**INSTRUÇÕES**
Dê continuidade ao texto sobre a beatificação de João Paulo II, começando logo após a última frase apresentada.

**TRECHO DO DOCUMENTO**
Durma-se com um barulho do tamanho de um bonde. O noticiado por responsáveis informativos revela: há mil anos nenhum Papa proclama como beato o Papa que o havia precedido. Ou seja, um processo aberto antes dos cinco anos da morte, conforme formalmente previstos nos procedimentos instituídos para investigar a santidade.
Entretanto, o vazio deixado por João Paulo II estava se tornando melindroso demais numa Igreja que vê debilitada sua credibilidade diante dos inúmeros escândalos que indignam os fiéis, favorecendo migrações para outras denominações ou favorecendo o abandono, ainda que preservando uma espiritualidade sem qualquer vínculo denominacional. Tornar-se necessário atenuar as desesperanças, criando um fato em torno da figura de João Paulo II, um pontífice carismático, atento à cotidianidade das pessoas que admiravam sua simplicidade e sua mensagem profética.
Segundo os noticiários, um acontecido milagre permitiu encurtar os tempos. Para tanto, é necessário que a revelação de uma intervenção sobre-humana se efetive e seja comprovada. Para o Vaticano, santo é a pessoa à qual são reconhecidas virtudes excepcionais.
Anteriormente, o próprio João Paulo II iniciou o processo de beatificação de Teresa de Calcutá, dois meses depois da sua eternização. Diz a imprensa: “antes da pequena mulher que viveu entre os desesperados, o beato mais rápido da história (se assim se pode dizer) havia sido José María Escrivá de Balaguer, pregador que incensava o franquismo e fundador da Opus Dei. Último suspiro em 1975: sete anos depois, nos altares”.
Diferentemente dos acima citados, uma tremenda acusação de hipocrisia emerge dos corações e mentes de milhões de latino-americanos: por que o bispo Dom Romero, assassinado pelo mais cruel reacionarismo da Central América em 1980, até hoje não obteve a mesma consideração da burocracia vaticana, cujo processo foi encaminhado a Roma em 1997, após um início dotado de múltiplas dificuldades. Dom Romero foi atingido mortalmente por balas sectárias da mesma maneira que assassinaram Thomas Becket, arcebispo de Canterbury, 750 anos antes.

**DADOS DISPONÍVEIS**
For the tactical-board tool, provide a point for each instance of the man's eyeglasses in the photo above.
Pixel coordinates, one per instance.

**RESPOSTA CORRETA**
A hipocrisia com Dom Romero está desmascarada: certos bispos e determinados cardeais buscam continuadamente marginalizá-lo, impedindo de vir a tona as múltiplas tragédias que ensanguetavam a região no período do seu pastoreio. E os defensores dos oprimidos abençoados por Dom Romero era chamados de comunistas. Aliás, como aconteceu com Dom Hélder Câmara, sempre amada metropolitano de Olinda e Recife.
Além de Dom Romero, o atual papa Bento XVI muito bem se recorda do bispo Dom Pedro Casaldáliga, cuja diocese é a maior do mundo, no Brasil, em Xingó. E como Chefe de Estado, Joseph Ratzinger já deve ter ouvido falar em H.L. Mencken, um famoso jornalista norte-american, “cuja desonestidade, hipocrisia e mediocridade ele vergastava com uma audácia do tamanho da sua autoridade”. E que proclamava que “os deveres diários de um profissional de Deus não têm nada a ver com religião”.
Observando o olhar de Bento XVI, a carecer de calor comunicativo, relembro as perseguições por ele acionadas para condenar Leonardo Boff, Jon Sobrino, Ernesto Cardenal e Miguel D’Escoto. E todo brasileiro cristão consciente ainda guarda na memória a famigerada notificação da Congregação para a Defesa da Fé, antigo Santo Ofício, datada de 20 de março de 1985, assinada pelo atual papa Bento XVI, afirmando que o livro do Leonardo Boff, Igreja: carisma e poder, “continha opções que colocavam em perigo a real doutrina da fé”. E o condenava a um ano de silêncio. Logo depois, para felicidade geral dos seus admiradores, Leonardo Boff largaria a batina.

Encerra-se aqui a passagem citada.